Summary
- The Irish government has hinted at a possible truce between the European Union and the UK.
- The Northern Ireland Protocol necessitates checks on goods, like chilled meats, at ports while entering the UK.
- UK granted a grace period on border checks without any consultation process resulting in the EU opting for legal recourse.
After days of post-Brexit tension in Northern Ireland, the Irish government has hinted at a possible truce between the European Union (EU) and the UK.
Northern Ireland effectively remains a part of the EU customs union through the Northern Ireland Protocol, and that necessitates checks on goods like chilled meats at ports while entering the UK. This angered pro-UK unionists.
After the UK left the UK, the arrangement was worked out to protect Northern Ireland’s peace process by discounting border checks with EU member Ireland. UK granted a grace period on border checks without any consultation process resulting in the EU opting for legal recourse. UK has been pushing for an extension beyond 30 June. The decision was promptly overturned as uproar erupted in Dublin.
London ruled out totally abandoning the protocol. Brussels had in January briefly suspended the protocol to stop EU-bound Covid-19 vaccines from entering Northern Ireland. The UK has asked the EU to be flexible with imposing checks on items passing through the Irish Sea and claimed that such moves were disrupting the business environment in Northern Ireland and fanning unionist tensions.
Irish foreign minister Simon Coveney said that Dublin was strongly negotiating with the EU for not only more pragmatism and flexibility regarding the Northern Ireland Protocol, a part of the Brexit treaty but also adhering to what London agreed on.
Coveney said after talks with UK's Northern Ireland Secretary Brandon Lewis that progress on the discussions is expected to hopefully bear fruit this week because of Britain requesting for an extension of the grace period on frozen meats.

**What you will do:**
a. Answer these questions from the news text on the Northern Ireland Protocol:
(i) Which goods are named as an example of those checked at ports?
(ii) Beyond what date has the UK been pushing for an extension?
(iii) With whom did Simon Coveney hold talks?
b. Write the next part of the news text on the Northern Ireland Protocol, carrying on after its final sentence.

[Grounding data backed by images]
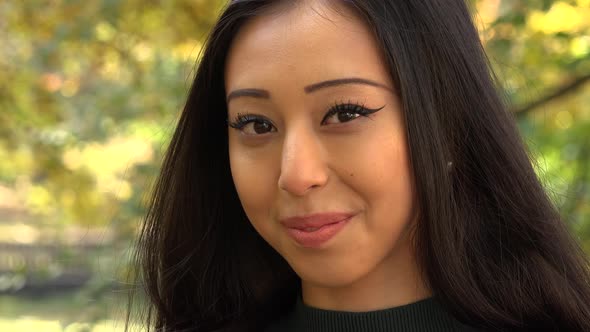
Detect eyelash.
[228,102,385,130]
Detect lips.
[281,212,353,231]
[281,213,354,249]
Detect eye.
[322,102,385,124]
[228,113,277,135]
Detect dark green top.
[266,296,484,332]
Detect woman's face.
[225,1,426,303]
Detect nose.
[278,126,328,196]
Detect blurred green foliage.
[0,0,590,326]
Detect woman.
[128,0,590,331]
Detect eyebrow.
[226,77,391,103]
[303,77,391,93]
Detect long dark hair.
[130,0,590,331]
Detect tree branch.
[512,74,590,118]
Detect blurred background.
[0,0,590,332]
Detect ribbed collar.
[270,296,474,332]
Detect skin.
[225,2,431,312]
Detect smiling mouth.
[286,216,354,249]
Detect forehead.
[225,2,390,91]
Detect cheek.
[229,143,278,231]
[341,124,414,229]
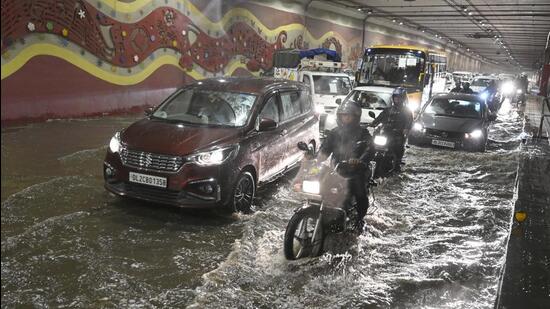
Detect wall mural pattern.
[1,0,360,85]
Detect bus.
[355,45,450,112]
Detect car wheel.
[231,172,256,213]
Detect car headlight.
[315,104,325,114]
[501,82,515,94]
[109,132,120,153]
[466,129,483,138]
[186,146,237,165]
[407,100,420,112]
[302,180,321,194]
[374,135,388,146]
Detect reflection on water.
[1,104,521,308]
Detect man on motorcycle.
[319,100,374,231]
[370,87,413,172]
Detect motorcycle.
[284,142,375,260]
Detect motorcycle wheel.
[284,209,325,260]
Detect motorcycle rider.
[318,100,374,232]
[370,87,413,172]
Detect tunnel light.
[302,180,321,194]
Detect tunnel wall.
[1,0,479,123]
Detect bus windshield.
[360,49,425,88]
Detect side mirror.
[369,111,376,118]
[424,73,430,86]
[298,142,309,151]
[258,118,277,132]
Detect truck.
[273,48,352,132]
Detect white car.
[322,86,394,131]
[470,76,498,93]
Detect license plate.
[129,172,166,188]
[432,139,455,148]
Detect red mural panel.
[1,0,287,73]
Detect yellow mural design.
[1,0,335,85]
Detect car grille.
[426,129,464,139]
[124,182,185,204]
[120,148,183,172]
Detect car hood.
[419,114,483,133]
[121,118,241,156]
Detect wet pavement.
[1,104,522,309]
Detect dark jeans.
[391,134,405,169]
[345,177,369,220]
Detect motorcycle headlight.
[374,135,388,146]
[466,129,483,138]
[302,180,321,194]
[479,92,489,100]
[109,132,120,153]
[186,146,237,165]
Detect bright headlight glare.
[315,104,325,114]
[466,129,483,138]
[374,135,388,146]
[407,100,420,112]
[502,82,514,93]
[188,147,234,165]
[302,180,321,194]
[109,132,120,153]
[479,92,489,100]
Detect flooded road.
[1,104,521,308]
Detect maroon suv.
[103,78,319,212]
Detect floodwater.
[1,104,521,309]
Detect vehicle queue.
[103,46,527,259]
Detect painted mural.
[1,0,368,121]
[1,0,362,85]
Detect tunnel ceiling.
[330,0,550,70]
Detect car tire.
[231,171,256,213]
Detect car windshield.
[362,52,430,87]
[424,98,481,118]
[313,75,351,95]
[344,90,391,109]
[152,88,256,127]
[472,78,491,87]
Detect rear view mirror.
[298,142,309,151]
[258,118,277,132]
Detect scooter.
[284,142,375,260]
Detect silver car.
[409,93,496,151]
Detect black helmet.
[391,87,407,106]
[336,100,363,126]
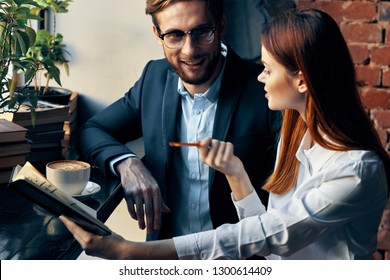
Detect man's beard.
[168,52,221,85]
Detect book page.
[12,161,97,218]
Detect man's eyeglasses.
[158,27,215,49]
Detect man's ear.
[153,25,163,45]
[217,16,226,37]
[298,71,307,93]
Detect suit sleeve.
[79,60,150,173]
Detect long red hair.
[262,9,390,194]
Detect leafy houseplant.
[0,0,41,114]
[26,0,73,103]
[0,0,72,123]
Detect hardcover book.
[8,162,111,235]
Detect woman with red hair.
[61,10,390,259]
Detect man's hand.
[117,157,170,233]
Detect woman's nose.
[257,72,265,84]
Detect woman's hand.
[59,216,128,260]
[199,138,253,200]
[59,216,178,260]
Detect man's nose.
[181,33,196,55]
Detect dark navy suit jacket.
[80,49,281,239]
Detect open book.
[8,162,111,235]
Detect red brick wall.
[297,0,390,151]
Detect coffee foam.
[48,161,89,171]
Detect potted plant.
[0,0,42,115]
[26,0,73,105]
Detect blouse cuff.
[231,191,266,220]
[173,234,199,260]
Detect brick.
[355,65,381,86]
[371,109,390,128]
[360,88,390,109]
[297,1,377,23]
[382,68,390,87]
[374,126,389,151]
[371,46,390,65]
[378,1,390,21]
[348,43,370,65]
[341,23,382,43]
[385,25,390,45]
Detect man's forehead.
[155,1,214,30]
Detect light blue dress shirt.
[171,59,224,236]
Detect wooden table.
[0,168,123,260]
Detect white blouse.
[173,133,387,260]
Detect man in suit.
[80,0,280,240]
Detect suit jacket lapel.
[213,49,244,141]
[162,70,180,164]
[209,48,245,187]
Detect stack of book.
[0,119,30,184]
[7,100,69,172]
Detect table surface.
[0,168,123,260]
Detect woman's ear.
[298,71,307,93]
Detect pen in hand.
[169,142,200,148]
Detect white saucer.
[72,181,100,201]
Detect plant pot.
[38,87,72,105]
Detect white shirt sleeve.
[231,191,266,220]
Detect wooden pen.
[169,142,200,148]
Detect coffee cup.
[46,160,91,195]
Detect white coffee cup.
[46,160,91,195]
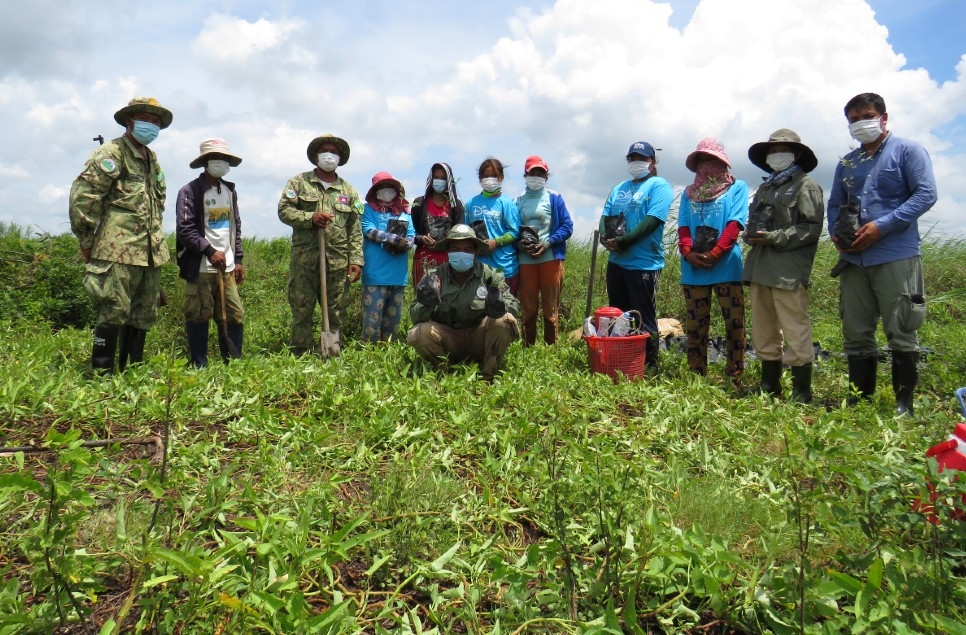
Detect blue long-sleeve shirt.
[827,134,937,267]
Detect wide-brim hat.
[684,137,731,172]
[188,139,241,168]
[114,97,174,130]
[748,128,818,172]
[366,172,406,201]
[436,225,490,256]
[305,134,349,165]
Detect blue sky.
[0,0,966,242]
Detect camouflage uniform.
[70,136,168,330]
[278,170,363,351]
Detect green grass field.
[0,227,966,635]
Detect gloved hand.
[416,273,443,307]
[483,283,506,319]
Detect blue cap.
[625,141,656,158]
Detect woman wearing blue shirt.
[362,172,416,342]
[464,157,520,296]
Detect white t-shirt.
[199,186,235,273]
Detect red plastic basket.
[584,333,648,381]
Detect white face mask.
[523,176,547,192]
[317,152,339,172]
[849,117,882,143]
[627,161,651,179]
[765,152,795,172]
[205,159,230,179]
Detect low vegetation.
[0,226,966,635]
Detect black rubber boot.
[644,333,661,376]
[184,322,208,368]
[91,324,120,375]
[892,351,919,417]
[218,324,245,364]
[791,364,812,403]
[758,359,782,397]
[846,353,879,406]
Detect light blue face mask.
[446,251,476,273]
[131,119,161,145]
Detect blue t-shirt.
[362,204,416,287]
[603,176,674,271]
[464,194,520,278]
[678,180,748,286]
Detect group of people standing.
[70,93,936,413]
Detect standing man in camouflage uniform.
[70,97,173,373]
[278,134,363,355]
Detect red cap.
[523,155,550,174]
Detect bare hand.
[312,212,335,229]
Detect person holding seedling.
[175,139,245,368]
[600,141,674,373]
[516,155,574,346]
[828,93,937,415]
[70,97,174,374]
[678,137,748,393]
[362,172,416,342]
[406,225,520,381]
[278,134,364,356]
[743,128,825,403]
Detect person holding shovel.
[278,134,364,356]
[362,172,416,342]
[70,97,174,374]
[406,225,520,381]
[176,139,245,368]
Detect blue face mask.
[446,251,476,273]
[131,119,161,145]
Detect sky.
[0,0,966,238]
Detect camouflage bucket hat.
[114,97,174,130]
[305,134,349,165]
[436,225,490,256]
[748,128,818,172]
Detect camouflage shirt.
[278,170,364,269]
[70,136,168,267]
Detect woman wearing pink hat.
[678,137,748,391]
[361,172,416,342]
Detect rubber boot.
[644,333,661,377]
[846,353,879,406]
[791,364,812,403]
[218,324,245,364]
[91,324,120,375]
[758,359,782,397]
[892,351,919,417]
[184,322,208,368]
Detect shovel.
[319,229,340,358]
[216,271,241,359]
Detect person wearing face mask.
[516,155,574,346]
[828,93,937,416]
[278,134,365,355]
[678,137,748,394]
[406,225,520,381]
[175,139,245,368]
[743,128,825,403]
[465,157,520,295]
[70,97,174,373]
[412,163,464,285]
[361,172,416,342]
[600,141,674,374]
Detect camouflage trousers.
[288,249,349,350]
[84,260,161,331]
[182,271,245,324]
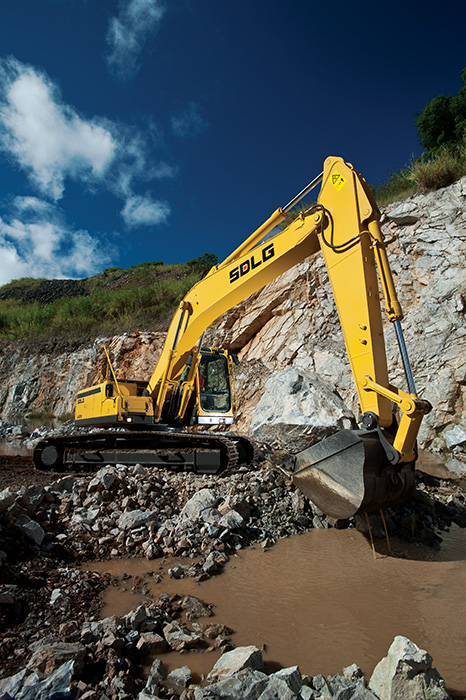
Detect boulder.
[14,660,74,700]
[270,666,303,693]
[167,666,191,688]
[444,425,466,450]
[207,646,263,681]
[0,488,15,513]
[180,489,218,523]
[21,519,45,546]
[250,367,355,453]
[181,595,212,620]
[193,668,269,700]
[118,509,157,530]
[258,674,297,700]
[28,640,86,673]
[369,635,449,700]
[163,622,202,651]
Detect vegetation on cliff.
[0,253,217,340]
[0,68,466,340]
[372,68,466,205]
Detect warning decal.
[332,173,346,190]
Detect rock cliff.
[0,178,466,448]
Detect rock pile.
[0,636,449,700]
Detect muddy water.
[85,529,466,695]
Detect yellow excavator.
[34,157,431,518]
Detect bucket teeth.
[288,430,414,519]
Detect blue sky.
[0,0,466,284]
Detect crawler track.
[33,430,254,474]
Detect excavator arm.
[67,157,430,518]
[148,157,431,518]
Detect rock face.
[0,178,466,447]
[250,367,356,453]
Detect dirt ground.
[0,455,57,491]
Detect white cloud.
[121,197,170,227]
[0,58,117,201]
[171,102,209,138]
[0,58,178,235]
[0,197,111,285]
[107,0,165,80]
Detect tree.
[416,68,466,153]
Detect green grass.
[0,265,206,340]
[371,136,466,206]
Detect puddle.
[86,527,466,694]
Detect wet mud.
[86,527,466,696]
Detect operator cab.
[192,348,235,425]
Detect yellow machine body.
[71,157,431,517]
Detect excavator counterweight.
[34,157,431,518]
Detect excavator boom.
[36,157,430,518]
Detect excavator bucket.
[285,430,414,519]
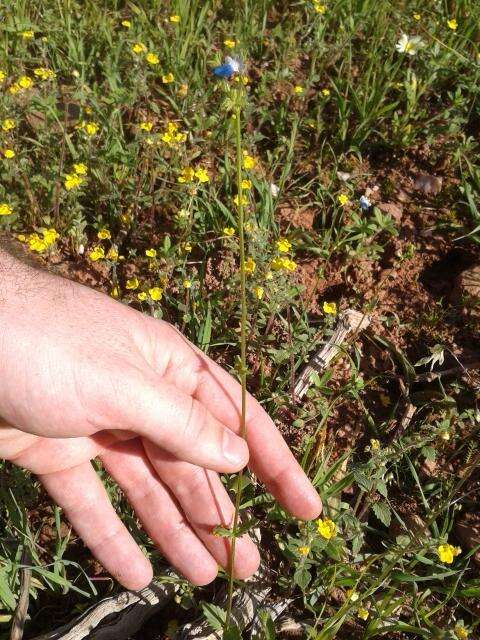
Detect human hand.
[0,254,321,589]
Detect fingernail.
[222,429,248,469]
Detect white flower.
[395,33,424,56]
[269,182,280,198]
[225,56,243,73]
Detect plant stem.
[225,100,247,629]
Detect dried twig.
[294,309,370,400]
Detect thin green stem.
[225,100,247,629]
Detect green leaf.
[202,602,227,631]
[293,566,312,591]
[372,500,392,527]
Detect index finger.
[162,333,322,520]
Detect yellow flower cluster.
[131,42,147,56]
[160,122,186,146]
[145,53,160,66]
[0,202,13,216]
[323,301,337,316]
[243,151,257,171]
[2,118,15,131]
[177,167,210,184]
[18,227,59,253]
[317,518,337,540]
[437,543,462,564]
[33,67,57,80]
[8,76,33,95]
[313,0,327,16]
[63,162,88,191]
[75,120,100,137]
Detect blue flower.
[213,56,243,79]
[360,196,372,211]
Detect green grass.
[0,0,480,640]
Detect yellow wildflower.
[18,76,33,89]
[194,167,210,182]
[245,257,257,273]
[275,238,292,253]
[33,67,57,80]
[233,193,248,207]
[253,286,265,300]
[148,287,163,302]
[2,118,15,131]
[323,301,337,316]
[145,53,160,65]
[317,518,337,540]
[84,121,100,136]
[243,151,257,170]
[41,229,60,245]
[357,607,370,620]
[453,624,468,640]
[437,543,462,564]
[313,0,327,16]
[107,247,118,262]
[73,162,88,176]
[177,167,195,183]
[88,246,105,262]
[125,278,140,291]
[63,173,84,191]
[97,228,112,240]
[131,42,147,56]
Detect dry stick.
[33,569,177,640]
[225,95,247,630]
[10,549,32,640]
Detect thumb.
[112,374,249,472]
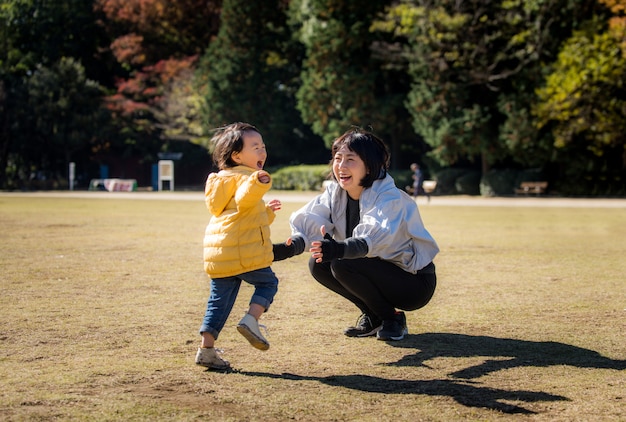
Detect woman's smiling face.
[232,131,267,170]
[333,145,367,199]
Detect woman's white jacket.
[289,175,439,274]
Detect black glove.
[322,233,346,262]
[272,236,304,261]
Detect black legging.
[309,258,437,320]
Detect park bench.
[404,180,437,195]
[515,182,548,196]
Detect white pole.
[70,162,76,190]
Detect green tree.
[22,58,107,179]
[534,20,626,194]
[0,0,107,187]
[197,0,327,165]
[290,0,388,146]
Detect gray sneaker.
[237,314,270,350]
[196,347,230,371]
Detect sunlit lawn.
[0,195,626,421]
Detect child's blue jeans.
[200,267,278,340]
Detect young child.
[196,122,304,370]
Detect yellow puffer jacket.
[204,166,275,278]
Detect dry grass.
[0,196,626,421]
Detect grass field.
[0,194,626,421]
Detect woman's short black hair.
[331,128,391,188]
[211,122,260,170]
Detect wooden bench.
[404,180,437,195]
[515,182,548,196]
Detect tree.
[197,0,327,164]
[533,16,626,193]
[95,0,222,160]
[290,0,388,146]
[376,0,589,173]
[0,0,106,187]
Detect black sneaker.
[376,312,409,341]
[343,314,383,337]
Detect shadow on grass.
[240,333,626,414]
[240,371,568,414]
[389,333,626,379]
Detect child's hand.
[272,236,304,261]
[258,170,270,183]
[267,199,283,211]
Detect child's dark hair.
[211,122,261,170]
[331,128,391,188]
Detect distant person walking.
[196,123,304,370]
[411,163,430,202]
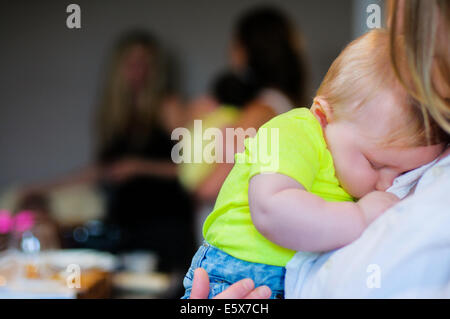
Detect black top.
[99,127,194,269]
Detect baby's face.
[324,89,443,198]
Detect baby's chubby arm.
[248,173,399,252]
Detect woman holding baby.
[191,0,450,298]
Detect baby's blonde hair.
[316,29,442,146]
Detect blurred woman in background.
[21,31,193,271]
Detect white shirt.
[285,155,450,298]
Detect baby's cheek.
[338,161,377,198]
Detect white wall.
[0,0,356,189]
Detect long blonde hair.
[95,31,169,154]
[388,0,450,135]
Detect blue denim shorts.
[182,242,286,299]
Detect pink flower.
[14,210,34,233]
[0,210,13,234]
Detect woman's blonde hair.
[316,29,434,146]
[388,0,450,141]
[95,31,168,154]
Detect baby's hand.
[357,191,400,226]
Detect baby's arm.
[248,173,398,251]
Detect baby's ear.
[311,96,333,128]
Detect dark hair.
[234,7,309,104]
[212,71,257,108]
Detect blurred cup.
[122,251,158,274]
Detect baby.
[184,30,443,298]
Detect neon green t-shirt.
[203,108,353,267]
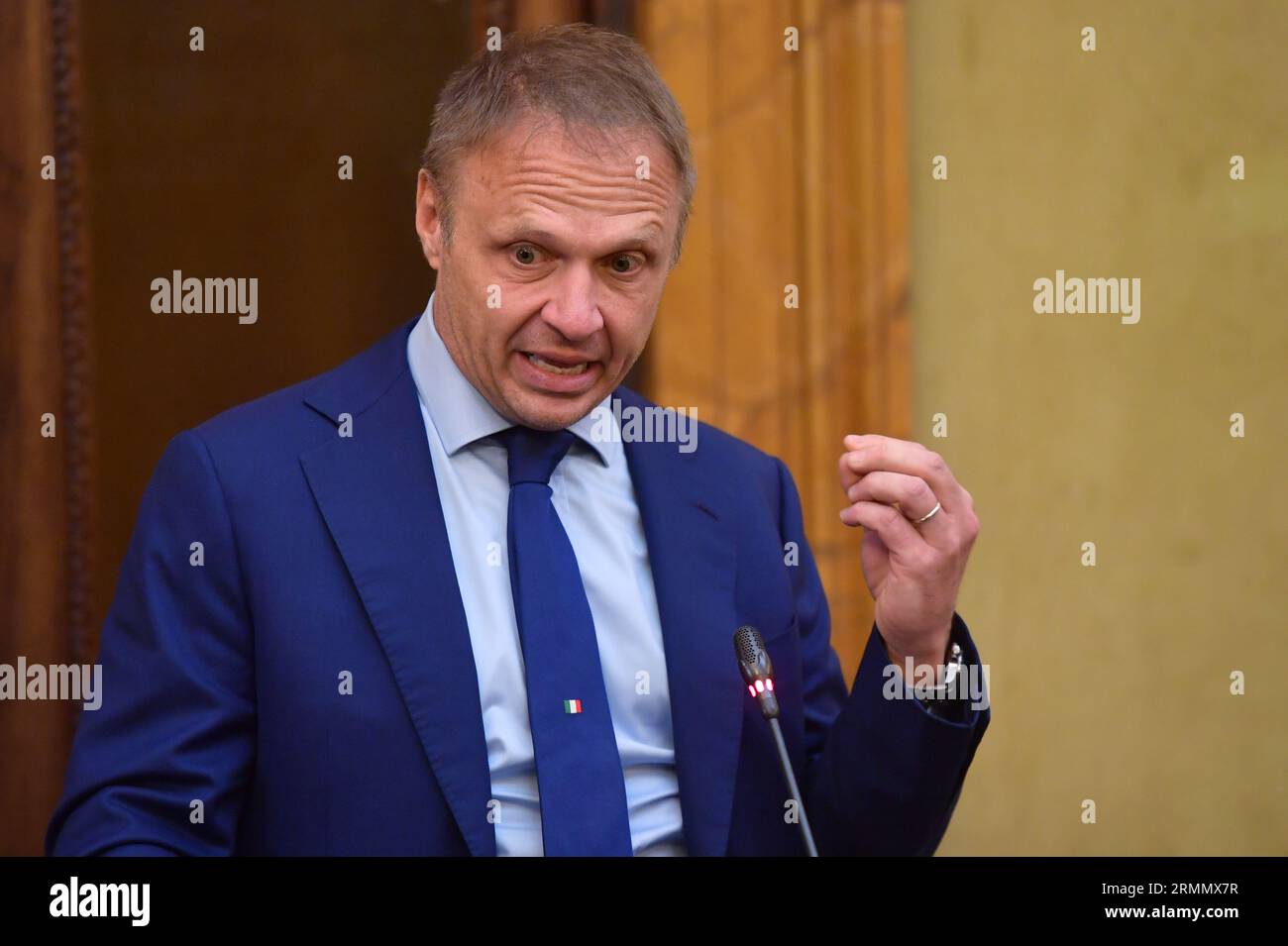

**Results:**
a.
(i) Chilled meats.
(ii) 30 June.
(iii) Brandon Lewis, the UK's Northern Ireland Secretary.

b.
Both parties have signalled that they wanted tensions to end before July 12, a day for pro-UK unionists to commemorate historic events that entrenched Protestant rule in Northern Ireland in a Catholic majority Ireland.
EU has been accusing Britain that despite knowing what Brexit would mean for Northern Ireland, it has not been acting in good faith. In response, London has been pushing for bold changes to the protocol.
Boris Johnson’s spokesperson said that bold changes to the protocol were required to mitigate challenges being faced by people and businesses of Northern Ireland.
Lewis said that a formal response from the EU on the issue is awaited and that he was hopeful that the EU was looking pragmatically to the problem so as to offer a solution going forward.
Joao Vale de Almeida, EU ambassador, said that UK asking Brussels for extending the grace period was an encouraging sign, rather than a unilateral imposition like it did before.
Almeida said to a House of Lords panel that EU is trying to find a solution by going through all its regulations and that he was unhappy at UK, suggesting that the EU did not recognise Northern Ireland’s fragility. The Good Friday peace treaty of 1998 was signed after thirty years of violence.
He said that the EU was financially, economically, diplomatically, and even emotionally committed to Northern Ireland.